__POR HACER__.
#1 En el fragmento sobre el lenguaje político, ¿qué palabra ha sustituido a «vanguardia»?
#2 Por favor, copia al pie de la letra la parte del fragmento sobre el lenguaje político que comienza con "La manipulación del" y sigue hasta "29 de setiembre).".

__FRAGMENTO PROPORCIONADO__.
--------------------------------------------------

La manipulación del significado de determinadas palabras y la introducción de otras nuevas tiene una explicación cuyo origen está en los militares más que en la Academia de la Lengua: es la guerra sicológica, que es una parte de la guerra. Decir hoy en un periódico burgués que rebanar el pescuezo de un secuestrado ante las cámaras es yihadismo y no el viejo terrorismo de toda la vida, es una manipulación que va acompañada de todo un nuevo diccionario que poco a poco los medios están imponiendo (células durmientes, lobos solitarios) con titulares como el siguiente: «Fiestas, ropa cara y chicas: el yihadismo ‘cool’ de la ‘generación Gran Hermano'» (El Confidencial, 29 de setiembre).
En muy pocos años se ha creado un nuevo diccionario político con palabras tales como sostenibilidad, globalización, altermundialista, multitud, activista, casta, transversalidad, decrecimiento, género, antipatriarcado, choque de civilizaciones, daños colaterales, contrainformación…
En la lucha de clases, o sea, en la política de verdad, que es la guerra por otros medios, unas palabras no se añaden a otras sino que las sustituyen. Por ejemplo, «referente» sustituye a «vanguardia» y nadie se pregunta por las razones: eso es lo «razonable». Lo otro ha quedado obsoleto como el Seat 600 o los yogures de Mercadona.

--------------------------------------------------

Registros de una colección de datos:
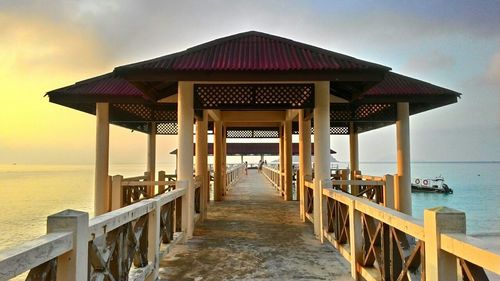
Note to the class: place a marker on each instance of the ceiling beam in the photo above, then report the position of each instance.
(253, 116)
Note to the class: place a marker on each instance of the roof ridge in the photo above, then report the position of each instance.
(283, 40)
(423, 82)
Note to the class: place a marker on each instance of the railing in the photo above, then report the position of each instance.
(126, 191)
(273, 175)
(234, 173)
(384, 244)
(123, 244)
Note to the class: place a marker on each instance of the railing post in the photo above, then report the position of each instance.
(440, 265)
(116, 192)
(73, 265)
(161, 177)
(322, 207)
(187, 217)
(355, 238)
(389, 191)
(154, 240)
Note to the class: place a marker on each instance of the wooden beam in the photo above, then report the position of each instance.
(214, 114)
(253, 116)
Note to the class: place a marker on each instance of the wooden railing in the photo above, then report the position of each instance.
(233, 174)
(384, 244)
(273, 174)
(124, 244)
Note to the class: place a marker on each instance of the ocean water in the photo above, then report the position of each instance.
(30, 193)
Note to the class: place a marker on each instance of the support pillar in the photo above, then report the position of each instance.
(304, 159)
(217, 160)
(152, 157)
(185, 117)
(321, 148)
(403, 188)
(288, 167)
(224, 163)
(353, 155)
(282, 161)
(353, 148)
(101, 189)
(202, 160)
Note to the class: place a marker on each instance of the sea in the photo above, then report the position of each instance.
(30, 193)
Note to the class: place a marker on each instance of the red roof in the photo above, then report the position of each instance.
(106, 84)
(399, 85)
(254, 51)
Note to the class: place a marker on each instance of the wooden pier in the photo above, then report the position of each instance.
(253, 85)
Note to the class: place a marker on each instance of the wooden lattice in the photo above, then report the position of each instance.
(262, 133)
(376, 112)
(391, 251)
(46, 271)
(167, 223)
(143, 112)
(338, 220)
(111, 256)
(253, 96)
(167, 128)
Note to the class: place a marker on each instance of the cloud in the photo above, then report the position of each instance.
(429, 62)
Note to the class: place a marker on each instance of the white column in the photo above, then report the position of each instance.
(282, 160)
(304, 158)
(101, 190)
(224, 163)
(353, 148)
(403, 188)
(152, 156)
(185, 117)
(321, 147)
(217, 161)
(287, 137)
(201, 160)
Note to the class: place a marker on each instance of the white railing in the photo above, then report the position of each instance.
(123, 244)
(273, 175)
(233, 174)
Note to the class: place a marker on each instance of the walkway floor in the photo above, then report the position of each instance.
(254, 235)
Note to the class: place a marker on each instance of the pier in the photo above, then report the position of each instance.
(270, 225)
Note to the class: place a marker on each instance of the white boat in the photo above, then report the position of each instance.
(432, 185)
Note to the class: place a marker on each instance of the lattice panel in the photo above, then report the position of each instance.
(168, 128)
(140, 111)
(239, 134)
(339, 130)
(376, 112)
(128, 112)
(341, 112)
(252, 133)
(266, 134)
(336, 130)
(258, 96)
(165, 115)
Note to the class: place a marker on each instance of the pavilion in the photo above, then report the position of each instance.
(253, 85)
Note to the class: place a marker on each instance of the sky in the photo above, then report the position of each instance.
(45, 45)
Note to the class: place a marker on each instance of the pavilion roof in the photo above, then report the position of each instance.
(370, 91)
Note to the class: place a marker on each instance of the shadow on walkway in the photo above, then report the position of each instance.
(254, 235)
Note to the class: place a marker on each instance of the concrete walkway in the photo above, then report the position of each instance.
(254, 235)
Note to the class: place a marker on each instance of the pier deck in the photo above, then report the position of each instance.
(253, 234)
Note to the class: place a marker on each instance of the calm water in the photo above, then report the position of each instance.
(30, 193)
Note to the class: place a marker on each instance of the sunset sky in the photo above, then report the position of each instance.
(49, 44)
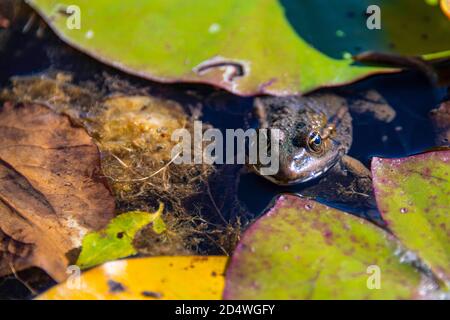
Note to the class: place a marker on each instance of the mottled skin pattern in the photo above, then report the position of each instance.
(316, 132)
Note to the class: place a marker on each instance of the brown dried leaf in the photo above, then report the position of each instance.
(50, 190)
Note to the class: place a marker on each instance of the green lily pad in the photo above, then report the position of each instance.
(301, 249)
(247, 47)
(116, 240)
(413, 28)
(413, 195)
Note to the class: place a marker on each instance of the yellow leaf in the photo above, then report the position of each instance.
(180, 277)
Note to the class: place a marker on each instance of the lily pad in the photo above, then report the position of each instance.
(247, 47)
(301, 249)
(413, 195)
(116, 240)
(146, 278)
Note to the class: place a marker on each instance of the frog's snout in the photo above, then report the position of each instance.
(304, 165)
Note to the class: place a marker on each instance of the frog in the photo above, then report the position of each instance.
(315, 134)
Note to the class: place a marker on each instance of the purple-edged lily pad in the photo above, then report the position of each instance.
(413, 195)
(301, 249)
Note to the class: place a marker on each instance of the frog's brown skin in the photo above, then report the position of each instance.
(340, 178)
(301, 119)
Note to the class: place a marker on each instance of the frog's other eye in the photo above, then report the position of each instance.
(315, 141)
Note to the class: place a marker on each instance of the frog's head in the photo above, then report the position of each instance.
(305, 153)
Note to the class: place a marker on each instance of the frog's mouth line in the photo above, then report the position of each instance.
(307, 176)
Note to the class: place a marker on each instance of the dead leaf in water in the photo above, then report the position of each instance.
(51, 194)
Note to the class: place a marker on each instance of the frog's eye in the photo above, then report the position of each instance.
(315, 141)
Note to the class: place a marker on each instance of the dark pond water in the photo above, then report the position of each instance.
(409, 93)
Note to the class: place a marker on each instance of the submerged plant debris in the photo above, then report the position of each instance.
(51, 189)
(133, 133)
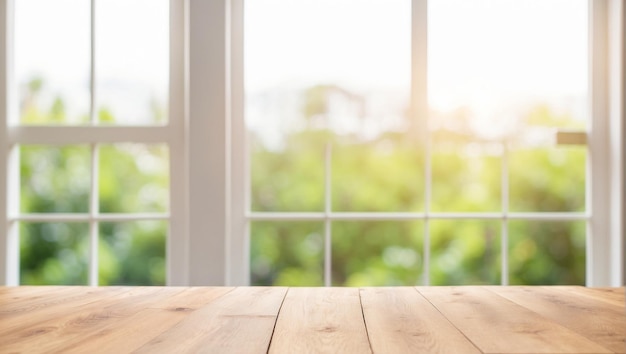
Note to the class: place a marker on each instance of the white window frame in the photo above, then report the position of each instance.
(208, 242)
(171, 134)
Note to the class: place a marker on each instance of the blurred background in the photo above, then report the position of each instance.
(327, 93)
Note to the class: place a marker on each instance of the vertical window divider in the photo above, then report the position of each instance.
(94, 192)
(327, 215)
(93, 216)
(504, 234)
(419, 107)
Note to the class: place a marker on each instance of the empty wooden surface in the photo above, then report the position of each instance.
(470, 319)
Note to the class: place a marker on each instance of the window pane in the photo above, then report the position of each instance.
(548, 179)
(487, 61)
(368, 253)
(54, 253)
(52, 47)
(287, 253)
(132, 253)
(465, 252)
(386, 175)
(55, 179)
(466, 177)
(134, 178)
(132, 56)
(547, 253)
(344, 84)
(291, 179)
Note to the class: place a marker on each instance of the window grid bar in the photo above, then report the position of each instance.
(94, 207)
(328, 211)
(85, 217)
(504, 233)
(65, 135)
(356, 216)
(419, 95)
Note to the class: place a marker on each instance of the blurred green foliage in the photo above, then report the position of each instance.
(383, 174)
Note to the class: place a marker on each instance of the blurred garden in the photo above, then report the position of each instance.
(385, 173)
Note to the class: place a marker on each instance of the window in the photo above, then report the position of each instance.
(352, 179)
(268, 168)
(91, 138)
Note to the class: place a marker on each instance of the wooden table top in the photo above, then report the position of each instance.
(472, 319)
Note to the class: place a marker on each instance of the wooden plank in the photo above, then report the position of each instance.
(30, 334)
(497, 325)
(400, 320)
(132, 332)
(15, 300)
(25, 314)
(321, 320)
(238, 322)
(614, 296)
(601, 322)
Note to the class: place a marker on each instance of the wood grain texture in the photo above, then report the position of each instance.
(241, 322)
(556, 319)
(601, 322)
(497, 325)
(129, 333)
(72, 322)
(614, 296)
(400, 320)
(321, 320)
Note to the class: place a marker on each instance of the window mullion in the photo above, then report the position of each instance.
(419, 106)
(94, 206)
(94, 210)
(504, 233)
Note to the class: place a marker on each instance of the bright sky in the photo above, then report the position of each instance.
(483, 54)
(480, 51)
(132, 60)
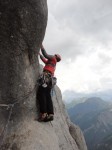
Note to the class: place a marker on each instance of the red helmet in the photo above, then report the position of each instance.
(58, 57)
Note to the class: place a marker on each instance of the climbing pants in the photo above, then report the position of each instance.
(45, 101)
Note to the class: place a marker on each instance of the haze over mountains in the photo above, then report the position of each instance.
(70, 95)
(94, 117)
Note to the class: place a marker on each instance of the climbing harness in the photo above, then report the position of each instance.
(10, 108)
(46, 79)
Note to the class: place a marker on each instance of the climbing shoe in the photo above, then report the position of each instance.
(50, 117)
(42, 117)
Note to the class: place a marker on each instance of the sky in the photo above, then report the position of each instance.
(81, 32)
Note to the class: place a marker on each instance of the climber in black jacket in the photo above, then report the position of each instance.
(44, 91)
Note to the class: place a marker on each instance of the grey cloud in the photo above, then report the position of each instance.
(88, 17)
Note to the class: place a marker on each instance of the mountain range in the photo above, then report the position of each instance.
(94, 117)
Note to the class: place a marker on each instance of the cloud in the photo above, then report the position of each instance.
(81, 31)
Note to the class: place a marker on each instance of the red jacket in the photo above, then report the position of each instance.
(50, 62)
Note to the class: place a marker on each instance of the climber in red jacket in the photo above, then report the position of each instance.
(45, 85)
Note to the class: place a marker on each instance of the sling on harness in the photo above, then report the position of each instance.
(46, 79)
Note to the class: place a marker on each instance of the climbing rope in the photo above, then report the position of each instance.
(10, 108)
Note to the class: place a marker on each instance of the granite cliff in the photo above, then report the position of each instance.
(22, 29)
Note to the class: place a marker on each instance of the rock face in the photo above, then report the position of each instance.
(22, 29)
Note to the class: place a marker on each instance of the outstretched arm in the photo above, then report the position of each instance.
(43, 59)
(45, 53)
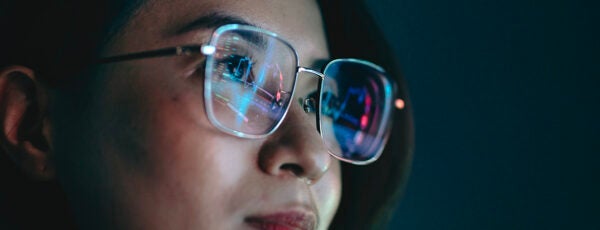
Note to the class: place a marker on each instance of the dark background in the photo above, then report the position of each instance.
(505, 97)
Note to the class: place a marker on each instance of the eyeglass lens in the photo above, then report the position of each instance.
(249, 83)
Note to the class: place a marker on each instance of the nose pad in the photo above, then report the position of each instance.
(296, 147)
(309, 104)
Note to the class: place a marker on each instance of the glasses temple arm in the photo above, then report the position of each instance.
(179, 51)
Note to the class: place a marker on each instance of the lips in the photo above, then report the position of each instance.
(284, 221)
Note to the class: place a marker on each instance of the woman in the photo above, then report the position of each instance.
(185, 115)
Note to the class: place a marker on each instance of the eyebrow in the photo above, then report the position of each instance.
(211, 21)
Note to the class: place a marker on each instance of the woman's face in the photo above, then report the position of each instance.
(143, 155)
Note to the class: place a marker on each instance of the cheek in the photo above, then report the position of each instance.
(328, 192)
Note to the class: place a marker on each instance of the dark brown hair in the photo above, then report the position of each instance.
(61, 39)
(370, 193)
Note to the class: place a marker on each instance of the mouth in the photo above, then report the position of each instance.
(292, 220)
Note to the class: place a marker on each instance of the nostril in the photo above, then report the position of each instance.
(294, 168)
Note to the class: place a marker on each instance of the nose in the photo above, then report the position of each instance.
(295, 149)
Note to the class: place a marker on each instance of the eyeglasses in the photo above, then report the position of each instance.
(250, 77)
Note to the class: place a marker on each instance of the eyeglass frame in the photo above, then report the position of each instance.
(209, 48)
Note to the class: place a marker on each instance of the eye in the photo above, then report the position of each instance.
(238, 68)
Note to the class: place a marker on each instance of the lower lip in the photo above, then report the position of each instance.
(285, 221)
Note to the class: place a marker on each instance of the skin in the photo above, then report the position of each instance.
(141, 154)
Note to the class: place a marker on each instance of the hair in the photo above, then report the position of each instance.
(60, 40)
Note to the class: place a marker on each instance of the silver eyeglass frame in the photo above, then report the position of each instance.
(208, 49)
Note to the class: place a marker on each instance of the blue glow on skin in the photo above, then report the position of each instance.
(243, 106)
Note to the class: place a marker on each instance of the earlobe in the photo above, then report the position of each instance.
(24, 136)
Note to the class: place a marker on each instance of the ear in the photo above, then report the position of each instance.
(25, 129)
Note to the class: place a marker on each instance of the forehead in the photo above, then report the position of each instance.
(156, 23)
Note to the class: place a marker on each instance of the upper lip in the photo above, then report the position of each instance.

--------------------------------------------------

__RESPUESTAS DE TAREAS__.
#1 «Referente».

#2
La manipulación del significado de determinadas palabras y la introducción de otras nuevas tiene una explicación cuyo origen está en los militares más que en la Academia de la Lengua: es la guerra sicológica, que es una parte de la guerra. Decir hoy en un periódico burgués que rebanar el pescuezo de un secuestrado ante las cámaras es yihadismo y no el viejo terrorismo de toda la vida, es una manipulación que va acompañada de todo un nuevo diccionario que poco a poco los medios están imponiendo (células durmientes, lobos solitarios) con titulares como el siguiente: «Fiestas, ropa cara y chicas: el yihadismo ‘cool’ de la ‘generación Gran Hermano'» (El Confidencial, 29 de setiembre).